::: Extrait du document :::
Réussir à l’école ne veut pas dire être intelligent… et réciproquement!
Il est important de bien distinguer “réussite scolaire” et “intelligence”. Il arrive que les deux soient confondus, mais les études menées portant souvent sur la corrélation entre la génétique et l’une de ces deux notions, mais presque jamais les deux, car ce sont des concepts différents. Laurent Alexandre illustre d’ailleurs cette différence en donnant l’exemple de Mark Zuckerberg, Steve Jobs ou encore Bill Gates dont l’intelligence ne fait guère de doute mais pourtant ces personnalités n’ont jamais fini leurs études, et ne sont donc pas des exemples de réussite scolaire.
Les articles fournissant des corrélations entre les gènes et la réussite scolaire se basent très souvent sur les notes obtenues aux examens. Par exemple, dans un article publié entre autres par le généticien américain Robert Plomin, on s’intéresse aux scores de GCSE (General Certificate of Secondary Education) comme un chiffre révélateur de la réussite scolaire, car réalisé à l’échelle nationale, et dans des conditions normalisées. Une autre façon de procéder est de s’intéresser au nombres d’années d’études, comme par exemple l’étude Ultra-rare disruptive and damaging mutations influence educational attainment in the general population (2016)
L’intelligence : une notion plus complexe
Etant donné que la notion d’intelligence est beaucoup plus large, il est beaucoup plus difficile de la mesurer afin d’établir une corrélation avec les gènes. De nombreuses définitions ont été proposées, mais beaucoup ont été critiquées. C’est le cas par exemple de celle proposée en 1923 par le psychologue E. G. Boring: “l’intelligence est ce que testent les tests”. Face à la nécessité de trouver une définition adéquate et adaptée aux recherches menées, un groupe de 52 chercheurs ont proposé la suivante: “Intelligence is a very general capability that, among other things, involves the ability to reason, plan, solve problems, think abstractly, comprehend complex ideas, learn quickly and learn from experience. It is not merely book learning, a narrow academic skill, or test taking smarts. Rather, it reflects a broader and deeper capability for comprehending our surroundings—‘catching on’, ‘making sense’ of things, or ‘figuring out’ what to do. Intelligence, so defined, can be measured, and intelligence tests measure it well”. Dans The neuroscience of human intelligence differences (Deary et al., 2010), différentes façons de mesurer l’intelligence sont évoquées comme par exemple le quotient intellectuel, cependant critiqué pour ne pas prendre en compte certaines capacités cognitives, ou bien en mesurant le facteur g (pour general intelligence) introduit par Charles Spearman en 1904, ou encore les tests de Raven qui s’intéressent à différents types de raisonnement et de capacités cognitives. Cependant, ce même article affirme que certains remettent en question les tests utilisés pour mesurer l’intelligence, en affirmant qu’ils pourraient être biaisés et plus adaptés à certains groupes ethniques ou sexe.
:::
▶ Consigne:
Pour chacune des affirmations suivantes, indiquez par oui ou par non si elle concorde avec le texte sur la réussite scolaire et l'intelligence, en citant les mots du texte qui tranchent la question.
1. La définition selon laquelle l'intelligence est ce que testent les tests date de 1923.
2. Le facteur g a été introduit par Robert Plomin.
3. La définition anglaise de l'intelligence a été proposée par un groupe de 52 chercheurs.
::: Données étudiées :::
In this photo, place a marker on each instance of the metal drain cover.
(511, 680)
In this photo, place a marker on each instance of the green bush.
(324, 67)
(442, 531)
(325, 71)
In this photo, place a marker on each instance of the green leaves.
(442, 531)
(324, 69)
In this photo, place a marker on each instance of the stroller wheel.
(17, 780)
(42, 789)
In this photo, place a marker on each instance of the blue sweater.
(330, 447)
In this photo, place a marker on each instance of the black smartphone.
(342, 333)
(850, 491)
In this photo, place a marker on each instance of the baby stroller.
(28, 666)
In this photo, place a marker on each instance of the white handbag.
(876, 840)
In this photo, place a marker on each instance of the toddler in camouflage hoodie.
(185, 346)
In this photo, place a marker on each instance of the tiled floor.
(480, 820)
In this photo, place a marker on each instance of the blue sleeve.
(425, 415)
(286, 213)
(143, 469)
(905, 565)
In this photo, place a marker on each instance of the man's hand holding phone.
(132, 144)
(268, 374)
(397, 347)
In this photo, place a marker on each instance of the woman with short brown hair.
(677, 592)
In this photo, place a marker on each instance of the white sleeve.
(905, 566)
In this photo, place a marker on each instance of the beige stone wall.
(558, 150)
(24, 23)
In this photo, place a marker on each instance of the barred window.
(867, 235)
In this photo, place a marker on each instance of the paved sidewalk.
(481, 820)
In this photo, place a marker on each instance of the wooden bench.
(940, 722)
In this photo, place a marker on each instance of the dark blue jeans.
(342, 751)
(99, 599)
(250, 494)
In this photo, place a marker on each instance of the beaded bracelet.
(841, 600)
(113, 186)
:::
▶ Réponse attendue:
1. Oui : « celle proposée en 1923 par le psychologue E. G. Boring: “l’intelligence est ce que testent les tests” ».
2. Non : « le facteur g (pour general intelligence) introduit par Charles Spearman en 1904 ».
3. Oui : « un groupe de 52 chercheurs ont proposé la suivante ».